_RECORD EXTRACTS:_

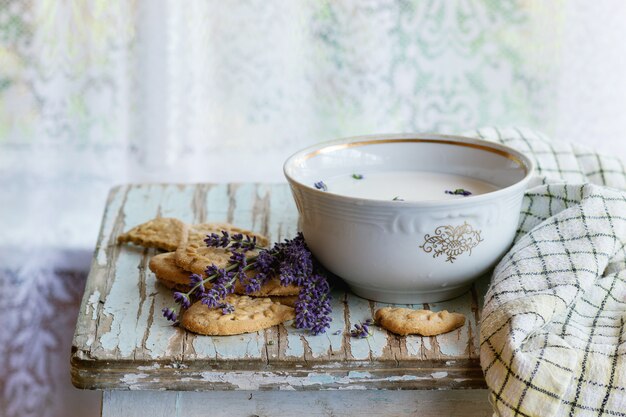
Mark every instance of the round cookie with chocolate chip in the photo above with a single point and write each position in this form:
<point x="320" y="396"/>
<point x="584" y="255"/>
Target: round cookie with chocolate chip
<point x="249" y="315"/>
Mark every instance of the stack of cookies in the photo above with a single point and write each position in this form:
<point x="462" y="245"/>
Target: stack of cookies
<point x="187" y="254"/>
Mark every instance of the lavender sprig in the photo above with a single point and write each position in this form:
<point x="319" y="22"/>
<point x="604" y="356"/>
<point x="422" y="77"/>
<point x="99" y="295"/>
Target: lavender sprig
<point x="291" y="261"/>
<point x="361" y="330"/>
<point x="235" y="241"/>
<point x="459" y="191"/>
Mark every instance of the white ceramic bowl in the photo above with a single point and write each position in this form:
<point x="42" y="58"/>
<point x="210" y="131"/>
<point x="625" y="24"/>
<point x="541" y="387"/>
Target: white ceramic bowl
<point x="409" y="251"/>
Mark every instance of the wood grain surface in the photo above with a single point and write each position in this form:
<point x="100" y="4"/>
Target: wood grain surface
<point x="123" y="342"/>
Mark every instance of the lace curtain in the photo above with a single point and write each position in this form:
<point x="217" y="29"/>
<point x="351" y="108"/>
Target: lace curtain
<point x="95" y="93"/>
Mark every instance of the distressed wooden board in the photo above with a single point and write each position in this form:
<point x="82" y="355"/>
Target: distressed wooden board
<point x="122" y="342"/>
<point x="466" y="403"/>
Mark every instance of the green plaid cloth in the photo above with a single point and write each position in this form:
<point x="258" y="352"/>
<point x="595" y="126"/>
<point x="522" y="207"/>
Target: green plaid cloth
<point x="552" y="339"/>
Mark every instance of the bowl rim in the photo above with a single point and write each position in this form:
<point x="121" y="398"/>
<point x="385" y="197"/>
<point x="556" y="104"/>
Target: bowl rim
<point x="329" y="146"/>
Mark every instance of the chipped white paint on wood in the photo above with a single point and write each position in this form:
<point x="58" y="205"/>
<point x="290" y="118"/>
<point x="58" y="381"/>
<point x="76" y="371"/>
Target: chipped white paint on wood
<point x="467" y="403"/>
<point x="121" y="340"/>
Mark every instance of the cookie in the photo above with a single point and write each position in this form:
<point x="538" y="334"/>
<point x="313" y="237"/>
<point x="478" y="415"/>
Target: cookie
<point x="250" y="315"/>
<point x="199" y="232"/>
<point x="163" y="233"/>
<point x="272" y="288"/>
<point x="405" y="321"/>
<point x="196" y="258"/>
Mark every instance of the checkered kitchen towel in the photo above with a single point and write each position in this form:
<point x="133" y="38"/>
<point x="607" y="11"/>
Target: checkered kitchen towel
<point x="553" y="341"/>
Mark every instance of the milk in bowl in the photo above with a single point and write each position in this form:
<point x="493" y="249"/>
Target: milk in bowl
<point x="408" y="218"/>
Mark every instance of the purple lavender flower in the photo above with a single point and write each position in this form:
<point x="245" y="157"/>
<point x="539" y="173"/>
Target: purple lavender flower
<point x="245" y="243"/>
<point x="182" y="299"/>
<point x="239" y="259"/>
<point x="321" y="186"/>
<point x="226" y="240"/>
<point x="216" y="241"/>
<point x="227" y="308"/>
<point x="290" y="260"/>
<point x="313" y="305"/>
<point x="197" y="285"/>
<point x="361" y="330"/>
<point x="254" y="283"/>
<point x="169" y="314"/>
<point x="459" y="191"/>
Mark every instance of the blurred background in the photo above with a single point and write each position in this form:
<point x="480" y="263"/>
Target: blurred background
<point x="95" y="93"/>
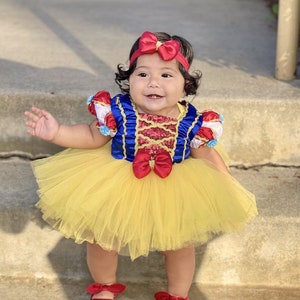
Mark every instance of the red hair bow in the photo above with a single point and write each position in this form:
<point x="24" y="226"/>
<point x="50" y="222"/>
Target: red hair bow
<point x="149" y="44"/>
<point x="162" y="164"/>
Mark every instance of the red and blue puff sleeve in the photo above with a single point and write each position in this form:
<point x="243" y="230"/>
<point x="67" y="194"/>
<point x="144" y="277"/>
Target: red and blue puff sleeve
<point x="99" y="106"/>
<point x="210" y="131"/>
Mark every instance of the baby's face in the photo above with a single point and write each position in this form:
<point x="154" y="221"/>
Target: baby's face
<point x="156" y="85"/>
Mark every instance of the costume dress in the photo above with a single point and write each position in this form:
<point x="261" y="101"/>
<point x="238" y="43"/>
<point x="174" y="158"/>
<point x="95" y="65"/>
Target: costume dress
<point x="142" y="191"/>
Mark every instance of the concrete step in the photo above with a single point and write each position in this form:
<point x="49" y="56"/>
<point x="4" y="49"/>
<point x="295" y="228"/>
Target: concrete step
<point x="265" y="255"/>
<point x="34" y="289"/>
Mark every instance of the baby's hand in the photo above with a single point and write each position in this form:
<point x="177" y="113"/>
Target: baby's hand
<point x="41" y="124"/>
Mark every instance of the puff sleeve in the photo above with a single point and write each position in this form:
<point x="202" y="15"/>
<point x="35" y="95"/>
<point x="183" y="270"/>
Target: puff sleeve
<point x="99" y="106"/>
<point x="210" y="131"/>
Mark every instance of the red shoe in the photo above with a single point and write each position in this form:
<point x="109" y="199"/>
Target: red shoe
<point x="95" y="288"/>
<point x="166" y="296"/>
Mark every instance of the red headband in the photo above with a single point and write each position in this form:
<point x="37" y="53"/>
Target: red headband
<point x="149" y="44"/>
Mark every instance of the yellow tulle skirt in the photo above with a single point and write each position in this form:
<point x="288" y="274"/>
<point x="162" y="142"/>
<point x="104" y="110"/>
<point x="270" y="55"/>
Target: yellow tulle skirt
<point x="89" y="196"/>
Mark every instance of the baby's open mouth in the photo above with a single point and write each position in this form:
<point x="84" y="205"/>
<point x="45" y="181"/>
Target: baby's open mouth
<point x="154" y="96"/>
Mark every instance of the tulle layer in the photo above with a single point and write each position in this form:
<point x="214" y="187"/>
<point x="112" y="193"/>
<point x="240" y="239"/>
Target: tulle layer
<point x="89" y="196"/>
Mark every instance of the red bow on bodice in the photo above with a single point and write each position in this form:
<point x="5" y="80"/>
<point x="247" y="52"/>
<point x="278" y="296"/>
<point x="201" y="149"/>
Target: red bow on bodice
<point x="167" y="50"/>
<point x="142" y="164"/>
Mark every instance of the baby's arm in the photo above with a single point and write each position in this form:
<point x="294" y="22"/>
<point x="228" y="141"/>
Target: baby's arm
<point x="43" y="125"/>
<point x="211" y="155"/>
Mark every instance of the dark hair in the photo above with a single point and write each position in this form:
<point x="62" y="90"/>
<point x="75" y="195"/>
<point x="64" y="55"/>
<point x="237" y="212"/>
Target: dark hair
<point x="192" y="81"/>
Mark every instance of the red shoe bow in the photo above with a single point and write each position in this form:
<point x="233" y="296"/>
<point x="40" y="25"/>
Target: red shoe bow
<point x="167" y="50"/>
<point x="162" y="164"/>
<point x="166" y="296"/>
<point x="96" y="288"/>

_AIM OF THE TASK:_ When you reach an image, pass over it, and retype all other material exactly.

_YOUR RESPONSE:_
Mark every instance of the round cookie with chocolate chip in the photo above with a single point and write each position in this form:
<point x="320" y="396"/>
<point x="584" y="255"/>
Target: round cookie with chocolate chip
<point x="249" y="315"/>
Mark every instance of the stack of cookies in the photo above with a single point and write each position in this form:
<point x="462" y="245"/>
Target: stack of cookies
<point x="187" y="254"/>
Mark every instance of the lavender sprig in the photo above with a single point and write each position in this form:
<point x="319" y="22"/>
<point x="604" y="356"/>
<point x="422" y="77"/>
<point x="99" y="295"/>
Target: lavender sprig
<point x="291" y="261"/>
<point x="361" y="330"/>
<point x="235" y="241"/>
<point x="459" y="191"/>
Mark every instance of the white ceramic bowl in the photo above with a single point and write each position in this form:
<point x="42" y="58"/>
<point x="210" y="131"/>
<point x="625" y="24"/>
<point x="541" y="387"/>
Target: white ceramic bowl
<point x="409" y="251"/>
Mark every instance of the wood grain surface in the photo above with a single point and write each position in this form:
<point x="100" y="4"/>
Target: wood grain surface
<point x="123" y="342"/>
Mark every instance of the lace curtain in the photo above with a single point and write each position in this form:
<point x="217" y="29"/>
<point x="351" y="108"/>
Target: lace curtain
<point x="95" y="93"/>
Mark every instance of the distressed wooden board in the photo above with a single point and write each position in this form:
<point x="82" y="355"/>
Target: distressed wooden board
<point x="122" y="342"/>
<point x="466" y="403"/>
Mark every instance of the green plaid cloth in the photo above with a single point and write each position in this form:
<point x="258" y="352"/>
<point x="595" y="126"/>
<point x="522" y="207"/>
Target: green plaid cloth
<point x="552" y="339"/>
Mark every instance of the bowl rim in the photo above with a single point and write each position in this form:
<point x="121" y="398"/>
<point x="385" y="197"/>
<point x="556" y="104"/>
Target: bowl rim
<point x="329" y="146"/>
Mark every instance of the chipped white paint on wood in the photo above with a single point and write each position in this form:
<point x="58" y="205"/>
<point x="290" y="118"/>
<point x="58" y="381"/>
<point x="76" y="371"/>
Target: chipped white paint on wood
<point x="467" y="403"/>
<point x="121" y="340"/>
Mark every instance of the cookie in the photo above with a single point and write each position in this form:
<point x="538" y="334"/>
<point x="313" y="237"/>
<point x="478" y="415"/>
Target: cookie
<point x="250" y="315"/>
<point x="199" y="232"/>
<point x="163" y="233"/>
<point x="272" y="288"/>
<point x="405" y="321"/>
<point x="196" y="258"/>
Mark every instance of the checkered kitchen towel in the photo above with a single point and write each position in this form:
<point x="133" y="38"/>
<point x="607" y="11"/>
Target: checkered kitchen towel
<point x="553" y="341"/>
Mark every instance of the milk in bowl in the photo above with a single point and write each position in this form:
<point x="493" y="249"/>
Target: milk in bowl
<point x="408" y="218"/>
Mark every instance of the purple lavender flower in the photo above with a single point and write each position in this form:
<point x="245" y="157"/>
<point x="539" y="173"/>
Target: purple lavender flower
<point x="245" y="243"/>
<point x="182" y="299"/>
<point x="239" y="259"/>
<point x="321" y="186"/>
<point x="226" y="240"/>
<point x="216" y="241"/>
<point x="227" y="308"/>
<point x="290" y="260"/>
<point x="313" y="305"/>
<point x="197" y="285"/>
<point x="361" y="330"/>
<point x="254" y="283"/>
<point x="169" y="314"/>
<point x="459" y="191"/>
Mark every instance of the blurred background in the photo above with a single point and write each position in this form:
<point x="480" y="263"/>
Target: blurred background
<point x="95" y="93"/>
Mark every instance of the red hair bow in the photo above with a single point and write each position in this form:
<point x="24" y="226"/>
<point x="50" y="222"/>
Target: red hair bow
<point x="149" y="44"/>
<point x="162" y="164"/>
Mark every instance of the red and blue puff sleeve in the photo above with a single point and write each position in this form:
<point x="243" y="230"/>
<point x="67" y="194"/>
<point x="144" y="277"/>
Target: red and blue puff sleeve
<point x="99" y="106"/>
<point x="210" y="131"/>
Mark every instance of the baby's face in the photo above with a single point and write each position in this form:
<point x="154" y="221"/>
Target: baby's face
<point x="156" y="85"/>
Mark every instance of the costume dress in the photo above with a single point and write each position in this form:
<point x="261" y="101"/>
<point x="238" y="43"/>
<point x="174" y="158"/>
<point x="95" y="65"/>
Target: costume dress
<point x="142" y="191"/>
Mark every instance of the concrete step in the photo above with a single point and write each position in this form:
<point x="49" y="56"/>
<point x="4" y="49"/>
<point x="295" y="228"/>
Target: concrete step
<point x="265" y="255"/>
<point x="34" y="289"/>
Mark every instance of the baby's hand in the photo above with a single point and write each position in this form:
<point x="177" y="113"/>
Target: baby's hand
<point x="41" y="124"/>
Mark every instance of the puff sleeve in the photo above with a single point and write each position in this form:
<point x="202" y="15"/>
<point x="35" y="95"/>
<point x="183" y="270"/>
Target: puff sleeve
<point x="99" y="106"/>
<point x="210" y="131"/>
Mark every instance of the red shoe in the photo above with a single point and write each position in this form:
<point x="109" y="199"/>
Target: red shoe
<point x="95" y="288"/>
<point x="166" y="296"/>
Mark every instance of the red headband in the photo above with a single point and write each position in this form:
<point x="37" y="53"/>
Target: red headband
<point x="149" y="44"/>
Mark every instance of the yellow tulle skirt in the photo above with a single point and write each position in this form:
<point x="288" y="274"/>
<point x="162" y="142"/>
<point x="104" y="110"/>
<point x="270" y="55"/>
Target: yellow tulle skirt
<point x="89" y="196"/>
Mark every instance of the baby's open mouth in the photo above with a single point and write each position in this form:
<point x="84" y="205"/>
<point x="45" y="181"/>
Target: baby's open mouth
<point x="154" y="96"/>
Mark every instance of the tulle layer in the photo above with a single point and write each position in this form:
<point x="214" y="187"/>
<point x="112" y="193"/>
<point x="240" y="239"/>
Target: tulle layer
<point x="89" y="196"/>
Mark every instance of the red bow on bodice in the photo above with a single point and write each position in this form:
<point x="5" y="80"/>
<point x="247" y="52"/>
<point x="278" y="296"/>
<point x="201" y="149"/>
Target: red bow on bodice
<point x="167" y="50"/>
<point x="142" y="164"/>
Mark every instance of the baby's arm in the photo above with a single point and write each position in this form:
<point x="294" y="22"/>
<point x="228" y="141"/>
Target: baby's arm
<point x="43" y="125"/>
<point x="211" y="155"/>
Mark every instance of the dark hair in the photo above with a single point and write each position in this form:
<point x="62" y="90"/>
<point x="75" y="195"/>
<point x="64" y="55"/>
<point x="237" y="212"/>
Target: dark hair
<point x="192" y="81"/>
Mark every instance of the red shoe bow in the photo above with a single point and write each position in this form:
<point x="233" y="296"/>
<point x="40" y="25"/>
Target: red shoe bow
<point x="167" y="50"/>
<point x="162" y="164"/>
<point x="166" y="296"/>
<point x="96" y="288"/>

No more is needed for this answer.